Render every line of all the records below as a numbered list, omitting any blank lines.

[START OF Information supplied]

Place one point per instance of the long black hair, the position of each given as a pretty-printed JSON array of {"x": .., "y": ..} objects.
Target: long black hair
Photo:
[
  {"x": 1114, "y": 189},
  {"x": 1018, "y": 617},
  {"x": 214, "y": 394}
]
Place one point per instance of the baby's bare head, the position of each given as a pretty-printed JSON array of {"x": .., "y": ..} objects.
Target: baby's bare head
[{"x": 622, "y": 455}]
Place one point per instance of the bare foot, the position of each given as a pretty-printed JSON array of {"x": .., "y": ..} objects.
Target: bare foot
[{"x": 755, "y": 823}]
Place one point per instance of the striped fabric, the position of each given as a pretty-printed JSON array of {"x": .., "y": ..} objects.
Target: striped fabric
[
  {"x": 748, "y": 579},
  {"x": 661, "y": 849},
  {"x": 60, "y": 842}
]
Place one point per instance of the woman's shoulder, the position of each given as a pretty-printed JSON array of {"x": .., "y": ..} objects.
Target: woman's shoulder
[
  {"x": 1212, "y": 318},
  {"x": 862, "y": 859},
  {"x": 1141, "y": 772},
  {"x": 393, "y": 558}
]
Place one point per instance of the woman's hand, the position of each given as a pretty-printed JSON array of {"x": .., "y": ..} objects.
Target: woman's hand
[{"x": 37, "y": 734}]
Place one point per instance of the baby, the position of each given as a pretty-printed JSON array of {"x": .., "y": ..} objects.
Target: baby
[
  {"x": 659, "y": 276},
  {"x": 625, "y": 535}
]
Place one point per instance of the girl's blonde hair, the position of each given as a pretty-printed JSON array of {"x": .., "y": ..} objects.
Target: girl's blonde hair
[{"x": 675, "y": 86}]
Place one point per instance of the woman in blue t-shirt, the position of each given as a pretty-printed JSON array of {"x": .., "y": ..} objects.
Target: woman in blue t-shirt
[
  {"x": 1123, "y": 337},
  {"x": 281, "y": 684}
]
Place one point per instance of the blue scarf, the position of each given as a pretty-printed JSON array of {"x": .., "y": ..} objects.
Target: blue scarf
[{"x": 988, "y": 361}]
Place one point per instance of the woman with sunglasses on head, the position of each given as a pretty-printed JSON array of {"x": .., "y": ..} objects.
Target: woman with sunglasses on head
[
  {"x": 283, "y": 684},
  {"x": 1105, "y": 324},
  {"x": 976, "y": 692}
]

[END OF Information supplied]

▶ **Output below**
1. Place one point per instance of the long black hair, the position of each given as a pretty-printed JSON array of {"x": .., "y": ..} objects.
2. Target: long black hair
3. Photo:
4. [
5.   {"x": 1114, "y": 189},
6.   {"x": 1018, "y": 617},
7.   {"x": 214, "y": 394}
8. ]
9. Place one point per instance of the baby's bare head, the position of each given as a pretty-printed JSON array of {"x": .., "y": ..} objects.
10. Target: baby's bare head
11. [{"x": 622, "y": 455}]
12. Place one point per instance of the bare foot, the position of each given as a pretty-printed JSON array of {"x": .., "y": ..} objects.
13. Target: bare foot
14. [{"x": 755, "y": 823}]
15. Place one point per instance of the striped fabric, the position of each given as a pretty-printed JSON array of {"x": .., "y": ..} objects.
16. Target: striped fabric
17. [
18.   {"x": 748, "y": 579},
19.   {"x": 661, "y": 849},
20.   {"x": 60, "y": 842}
21. ]
22. Place one point per instance of the woman's shoulder, the position of each given as a pretty-printed JSON array of {"x": .., "y": ..} objects.
23. Target: woman's shoulder
24. [
25.   {"x": 1212, "y": 318},
26.   {"x": 862, "y": 859},
27.   {"x": 1141, "y": 772},
28.   {"x": 393, "y": 558}
29. ]
30. Place one point per instance of the woman's hand, the position of each given as a pretty-printed JSON array of {"x": .., "y": ..} objects.
31. Target: woman's hand
32. [{"x": 37, "y": 734}]
33. Place one point per instance of the baby, the position of each given as a pretty-printed JSON array of {"x": .., "y": ..} objects.
34. Target: baby
35. [
36.   {"x": 659, "y": 276},
37.   {"x": 625, "y": 535}
38. ]
39. Place one point per instance of the girl's blonde hair, the position of each given as a pretty-printed JSON array of {"x": .., "y": ..} objects.
40. Target: girl's blonde hair
41. [{"x": 675, "y": 86}]
42. Place one point per instance of the woman in blue t-shirt, the position of each given as a pretty-printed JSON array of {"x": .., "y": ..} objects.
43. Target: woman in blue t-shirt
44. [
45.   {"x": 1123, "y": 337},
46.   {"x": 281, "y": 684}
47. ]
48. Place one point per instance of the blue scarf, the position of each given as a pretty-printed JSON array of {"x": .., "y": ..} objects.
49. Target: blue scarf
50. [{"x": 988, "y": 361}]
51. Place one point per instance of the woman with sunglasses on head, the position of each given as a pretty-printed JSON array of {"x": .., "y": ..} objects.
52. Target: woman with sunglasses on head
53. [
54.   {"x": 283, "y": 684},
55.   {"x": 1105, "y": 324},
56.   {"x": 976, "y": 692}
57. ]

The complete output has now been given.